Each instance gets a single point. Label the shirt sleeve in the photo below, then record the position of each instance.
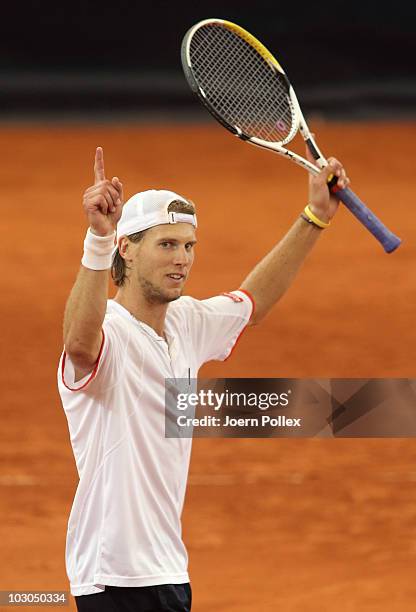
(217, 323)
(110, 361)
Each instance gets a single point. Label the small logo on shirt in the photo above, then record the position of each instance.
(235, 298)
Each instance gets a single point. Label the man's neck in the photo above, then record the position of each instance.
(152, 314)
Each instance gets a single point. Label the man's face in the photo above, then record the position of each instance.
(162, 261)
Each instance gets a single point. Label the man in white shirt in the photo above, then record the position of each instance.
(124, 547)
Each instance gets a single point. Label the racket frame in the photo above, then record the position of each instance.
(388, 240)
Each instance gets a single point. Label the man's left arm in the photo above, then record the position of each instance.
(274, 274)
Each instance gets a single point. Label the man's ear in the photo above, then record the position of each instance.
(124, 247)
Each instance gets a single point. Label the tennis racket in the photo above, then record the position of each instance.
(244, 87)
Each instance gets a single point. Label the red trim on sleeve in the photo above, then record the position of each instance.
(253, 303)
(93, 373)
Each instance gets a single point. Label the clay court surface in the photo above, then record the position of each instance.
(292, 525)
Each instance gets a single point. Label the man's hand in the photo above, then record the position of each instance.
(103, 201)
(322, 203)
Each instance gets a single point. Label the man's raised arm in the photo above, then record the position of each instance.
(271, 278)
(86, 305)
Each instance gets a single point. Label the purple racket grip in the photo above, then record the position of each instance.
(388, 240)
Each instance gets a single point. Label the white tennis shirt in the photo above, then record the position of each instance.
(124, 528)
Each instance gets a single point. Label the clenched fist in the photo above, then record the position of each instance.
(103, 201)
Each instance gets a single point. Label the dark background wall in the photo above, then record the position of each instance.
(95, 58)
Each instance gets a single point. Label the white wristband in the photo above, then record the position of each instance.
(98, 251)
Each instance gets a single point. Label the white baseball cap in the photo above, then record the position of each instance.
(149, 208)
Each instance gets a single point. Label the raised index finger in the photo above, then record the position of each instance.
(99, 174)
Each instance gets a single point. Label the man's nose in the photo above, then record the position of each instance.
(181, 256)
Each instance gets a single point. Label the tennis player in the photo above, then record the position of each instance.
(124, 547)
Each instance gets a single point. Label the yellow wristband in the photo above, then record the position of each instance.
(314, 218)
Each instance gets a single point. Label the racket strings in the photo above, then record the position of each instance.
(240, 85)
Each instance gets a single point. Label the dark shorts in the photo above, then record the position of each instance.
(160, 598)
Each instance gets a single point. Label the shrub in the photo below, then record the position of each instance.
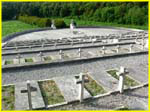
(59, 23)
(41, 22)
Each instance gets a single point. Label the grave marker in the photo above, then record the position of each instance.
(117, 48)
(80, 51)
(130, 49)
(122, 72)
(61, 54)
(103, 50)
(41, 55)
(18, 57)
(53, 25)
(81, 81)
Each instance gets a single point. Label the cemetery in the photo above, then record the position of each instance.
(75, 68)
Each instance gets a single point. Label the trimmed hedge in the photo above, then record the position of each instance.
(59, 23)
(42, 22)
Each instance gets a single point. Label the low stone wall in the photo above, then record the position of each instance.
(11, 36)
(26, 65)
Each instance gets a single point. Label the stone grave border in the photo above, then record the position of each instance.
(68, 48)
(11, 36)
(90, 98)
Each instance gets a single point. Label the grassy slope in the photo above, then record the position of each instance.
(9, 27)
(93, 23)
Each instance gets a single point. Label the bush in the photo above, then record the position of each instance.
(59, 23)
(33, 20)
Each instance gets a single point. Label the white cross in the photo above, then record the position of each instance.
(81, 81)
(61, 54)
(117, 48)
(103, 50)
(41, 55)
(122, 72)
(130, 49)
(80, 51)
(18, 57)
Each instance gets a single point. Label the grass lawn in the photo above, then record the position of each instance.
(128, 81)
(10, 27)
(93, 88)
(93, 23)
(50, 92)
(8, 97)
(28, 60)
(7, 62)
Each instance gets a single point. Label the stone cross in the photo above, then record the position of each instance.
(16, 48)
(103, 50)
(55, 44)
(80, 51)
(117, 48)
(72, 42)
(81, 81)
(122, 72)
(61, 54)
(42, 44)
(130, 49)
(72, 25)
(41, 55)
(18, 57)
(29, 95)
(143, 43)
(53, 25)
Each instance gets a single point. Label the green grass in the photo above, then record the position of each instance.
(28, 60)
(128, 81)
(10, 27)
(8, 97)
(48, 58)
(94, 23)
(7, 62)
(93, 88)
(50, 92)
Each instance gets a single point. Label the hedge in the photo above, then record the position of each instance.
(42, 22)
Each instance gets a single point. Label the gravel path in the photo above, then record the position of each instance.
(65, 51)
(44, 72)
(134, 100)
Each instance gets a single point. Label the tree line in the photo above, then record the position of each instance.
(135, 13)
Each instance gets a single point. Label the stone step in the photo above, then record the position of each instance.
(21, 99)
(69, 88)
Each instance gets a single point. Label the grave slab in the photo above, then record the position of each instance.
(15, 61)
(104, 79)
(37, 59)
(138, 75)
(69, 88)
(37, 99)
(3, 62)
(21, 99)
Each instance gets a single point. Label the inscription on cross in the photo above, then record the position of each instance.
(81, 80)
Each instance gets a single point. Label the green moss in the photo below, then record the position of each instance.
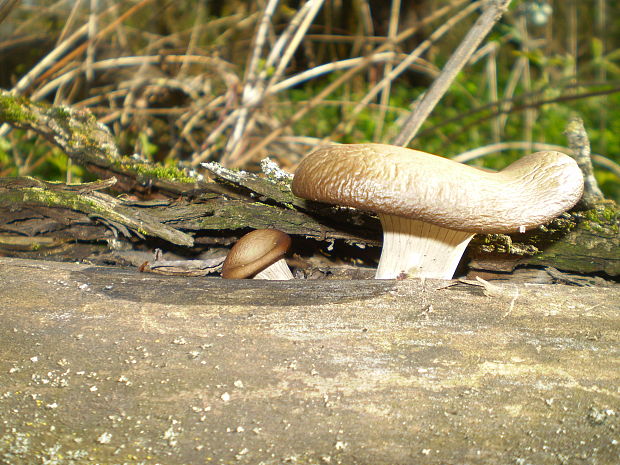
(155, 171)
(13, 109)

— Task requirements —
Please repeat each record exactly and keep every picture out of the copy.

— Solution for this task —
Each instance gets a single point. Label the shirt sleeve in the photo below, then record the position of each instance.
(217, 323)
(110, 361)
Each instance gets a single point. Label the small logo on shirt in the photo above, then record the position of each instance.
(235, 298)
Each instance gets a single point. Label the man's neck in the photo above, then record the position of each instance.
(152, 314)
Each instance gets a single point. Label the man's face in the photo above, then record the position of each instance.
(162, 261)
Each instance gets a single point. Label the man in white shirt in the photo above, then record the position of each instance.
(124, 547)
Each instance gets a single point. Label the racket frame in the photo above, then record the position of each instance.
(388, 240)
Each instance gets a single point. Label the man's left arm in the photo above, then record the position of each instance.
(274, 274)
Each instance gets a single point. Label the man's ear in the photo above, then record the position of each instance.
(124, 247)
Each instance gets a single point. Label the tennis racket in the photo above, then record the position of each instance.
(244, 87)
Each instance gets a single point. Label the red trim on sleeve in the photo above, then record the position of each instance.
(253, 303)
(93, 373)
Each instance gets a single point. Label the clay court surface in the photo above, then record the position of each instance.
(292, 525)
Each instance gets a single point. Label the man's hand in the photo above, then record the position of each instance.
(103, 201)
(322, 203)
Each instance gets a single point. Label the man's raised arm in the photo above, then record the position of each instance.
(271, 278)
(86, 305)
Each instance gets a single point. Label the purple racket grip in the photo above, then record the position of each instance.
(388, 240)
Each instance gets a single point. Label the white tennis shirt in the photo above, then record the position of each instance.
(124, 528)
Each instance gets a single point. Label the clenched fist in the photo above, then record the position of each instance.
(103, 201)
Each instance gets a single point. Label the dark background wall in the photo above, then record the position of each instance.
(95, 58)
Each instance gets a single point. Label the white wristband in the photo above, then record the position of each instance.
(98, 251)
Each instance gets a single point. Label the white baseball cap in the photo above, then record the position of each instance.
(149, 208)
Each instance gets a single point. Label the raised index finger in the photo above, then record the position of each instance.
(99, 174)
Each instance gets a single point. Label the man's nose in the photo above, then record the position of each instance.
(181, 256)
Each instance gets a single point. Label the tennis player in the photo above, then record the position of each instance.
(124, 547)
Each instance gets a single point. Label the yellow wristband in the photo above, then record the position of each instance.
(314, 218)
Each instance gets a single point. Label the racket strings in the photo above, then record the position of each instance.
(240, 85)
Each instance gets a single point. Label the dark shorts in the photo above, then record the position of each instance.
(160, 598)
Each instance gets a single point. Label the shrub in the photo below, then record the position of each instance.
(59, 23)
(41, 22)
Each instance gets a single point. Label the grave marker in the photo above, then record the position of each instance.
(117, 48)
(80, 51)
(130, 49)
(122, 72)
(61, 54)
(103, 50)
(41, 55)
(18, 57)
(53, 25)
(81, 81)
Each instance gets a single point. Label the cemetery in the photo above, then record the position of each instance.
(75, 68)
Each instance gets a single point. Label the trimmed hedge in the photo above, then record the position of each instance.
(59, 23)
(42, 22)
Each instance gets a single point. Label the low stone wall in the photo above, then record the position of each instance.
(11, 36)
(26, 65)
Each instance gets a single point. Label the stone grave border in the photo above, then record the position of each instance.
(68, 48)
(11, 36)
(90, 98)
Each instance gets a single point. Label the grassy slope in the photo above, then record the position of each instance.
(9, 27)
(93, 23)
Each instance gets a single point. Label the bush in the photo above, then record the position of each instance.
(59, 23)
(33, 20)
Each instance gets a single point. Label the white cross in the photo above, then record the position of each instance.
(81, 81)
(61, 54)
(117, 48)
(103, 50)
(41, 55)
(122, 72)
(130, 49)
(80, 51)
(18, 57)
Each instance gets a single point. Label the grass lawn in the photo above, then record the position of each instance.
(128, 81)
(10, 27)
(93, 88)
(93, 23)
(50, 92)
(8, 97)
(28, 60)
(7, 62)
Each instance gets a single point. Label the stone cross in the photo above, then record the position of each instance.
(16, 48)
(103, 50)
(55, 44)
(80, 51)
(117, 48)
(72, 42)
(81, 81)
(122, 72)
(61, 54)
(42, 44)
(130, 49)
(72, 25)
(41, 55)
(18, 57)
(29, 95)
(143, 43)
(53, 25)
Each instance gets a single point. Label the green grass in the photo above, then record the position of each instance.
(28, 60)
(128, 81)
(10, 27)
(8, 97)
(48, 58)
(94, 23)
(7, 62)
(93, 88)
(50, 92)
Each instance gets a single point. Label the hedge in the photo above, then record the position of each instance.
(42, 22)
Each instance gets a single point. Label the gravel path in the photo above, then record the position of each instance.
(65, 51)
(44, 72)
(134, 100)
Each instance gets a single point. Label the tree line in the photo above, then record the position of each instance.
(135, 13)
Each instance gets a single point. Label the stone step in the photo above, then record the position of each instance.
(21, 99)
(69, 88)
Each instance gets a single point. Label the grave slab in the photo above, then record the position of each instance.
(15, 61)
(104, 79)
(37, 59)
(138, 75)
(69, 88)
(37, 99)
(3, 62)
(21, 99)
Each instance gets a single point. Label the inscription on cross in the photo above, then record the position of each instance.
(81, 80)
Each instance gets a single point. Label the green moss in the photo below, then record the position of each instance.
(155, 171)
(13, 109)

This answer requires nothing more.